:: Document segment

Re: Parallel copy

From: Amit Kapila <amit(dot)kapila16(at)gmail(dot)com>
To: vignesh C <vignesh21(at)gmail(dot)com>
Cc: Bharath Rupireddy <bharath(dot)rupireddyforpostgres(at)gmail(dot)com>, Rafia Sabih <rafia(dot)pghackers(at)gmail(dot)com>, Ashutosh Sharma <ashu(dot)coek88(at)gmail(dot)com>, Andres Freund <andres(at)anarazel(dot)de>, Robert Haas <robertmhaas(at)gmail(dot)com>, Ants Aasma <ants(at)cybertec(dot)at>, Tomas Vondra <tomas(dot)vondra(at)2ndquadrant(dot)com>, Alastair Turner <minion(at)decodable(dot)me>, Thomas Munro <thomas(dot)munro(at)gmail(dot)com>, PostgreSQL Hackers <pgsql-hackers(at)lists(dot)postgresql(dot)org>
Subject: Re: Parallel copy
Date: 2020-10-09 05:31:23
Message-ID: CAA4eK1+ZRyGEgwRzvq+CVyva8rWFVCEC2Q+8J-+Be-rSmPjpuA@mail.gmail.com
Views: Raw Message | Whole Thread | Download mbox | Resend email
Thread:
Lists: pgsql-hackers

On Thu, Oct 8, 2020 at 12:14 AM vignesh C <vignesh21(at)gmail(dot)com> wrote:
>
> On Mon, Sep 28, 2020 at 12:19 PM Amit Kapila <amit(dot)kapila16(at)gmail(dot)com> wrote:
> > > > + */
> > > > +typedef struct ParallelCopyLineBoundary
> > > >
> > > > Are we doing all this state management to avoid using locks while
> > > > processing lines? If so, I think we can use either spinlock or LWLock
> > > > to keep the main patch simple and then provide a later patch to make
> > > > it lock-less. This will allow us to first focus on the main design of
> > > > the patch rather than trying to make this datastructure processing
> > > > lock-less in the best possible way.

::::

Jobs:
• A. According to the quoted comment in the parallel copy message, which two kinds of lock could be used to keep the main patch simple?
• B. Write the next portion of the parallel copy message, picking up after its final sentence.

:: Supplied records

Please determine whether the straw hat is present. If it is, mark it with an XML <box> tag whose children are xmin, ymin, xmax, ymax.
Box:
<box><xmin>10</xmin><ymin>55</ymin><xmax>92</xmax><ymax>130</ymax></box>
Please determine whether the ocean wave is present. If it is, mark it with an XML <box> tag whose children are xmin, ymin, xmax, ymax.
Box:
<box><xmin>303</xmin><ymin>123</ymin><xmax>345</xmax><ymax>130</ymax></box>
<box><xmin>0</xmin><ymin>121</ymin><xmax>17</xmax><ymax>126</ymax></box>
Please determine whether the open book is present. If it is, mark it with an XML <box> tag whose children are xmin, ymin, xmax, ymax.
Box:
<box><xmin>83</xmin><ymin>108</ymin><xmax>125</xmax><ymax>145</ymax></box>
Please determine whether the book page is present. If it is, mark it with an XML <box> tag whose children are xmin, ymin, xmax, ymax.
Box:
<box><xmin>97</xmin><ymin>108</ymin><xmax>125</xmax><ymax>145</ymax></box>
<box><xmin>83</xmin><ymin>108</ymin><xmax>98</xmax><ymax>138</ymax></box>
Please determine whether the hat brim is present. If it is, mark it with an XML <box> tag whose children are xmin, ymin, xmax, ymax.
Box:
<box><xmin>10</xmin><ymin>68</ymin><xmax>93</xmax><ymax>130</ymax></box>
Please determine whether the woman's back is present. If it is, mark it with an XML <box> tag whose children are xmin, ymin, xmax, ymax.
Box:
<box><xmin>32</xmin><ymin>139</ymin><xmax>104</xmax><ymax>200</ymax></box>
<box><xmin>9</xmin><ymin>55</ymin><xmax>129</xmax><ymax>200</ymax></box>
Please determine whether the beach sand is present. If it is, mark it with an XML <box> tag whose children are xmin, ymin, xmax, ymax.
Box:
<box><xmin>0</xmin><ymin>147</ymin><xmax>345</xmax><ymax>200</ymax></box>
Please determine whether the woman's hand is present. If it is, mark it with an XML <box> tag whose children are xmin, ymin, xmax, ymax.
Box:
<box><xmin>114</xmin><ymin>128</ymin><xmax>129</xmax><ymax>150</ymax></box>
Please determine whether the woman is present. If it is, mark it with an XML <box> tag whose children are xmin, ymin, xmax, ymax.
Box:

::::

Results in order:
• A. Either a spinlock or an LWLock.

• B.
> > > >
> > >
> > > The steps will be more or less same if we use spinlock too. step 1, step 3 & step 4 will be common we have to use lock & unlock instead of step 2 & step 5. I feel we can retain the current implementation.
> > >
> >
> > I'll study this in detail and let you know my opinion on the same but
> > in the meantime, I don't follow one part of this comment: "If they
> > don't follow this order the worker might process wrong line_size and
> > leader might populate the information which worker has not yet
> > processed or in the process of processing."
> >
> > Do you want to say that leader might overwrite some information which
> > worker hasn't read yet? If so, it is not clear from the comment.
> > Another minor point about this comment:
> >
>
> Here leader and worker must follow these steps to avoid any corruption
> or hang issue. Changed it to:
> * The leader & worker process access the shared line information by following
> * the below steps to avoid any data corruption or hang:
>

Actually, I wanted more on the lines why such corruption or hang can
happen? It might help reviewers to understand why you have followed
such a sequence.

> >
> > How did you ensure that this is fixed? Have you tested it, if so
> > please share the test? I see a basic problem with your fix.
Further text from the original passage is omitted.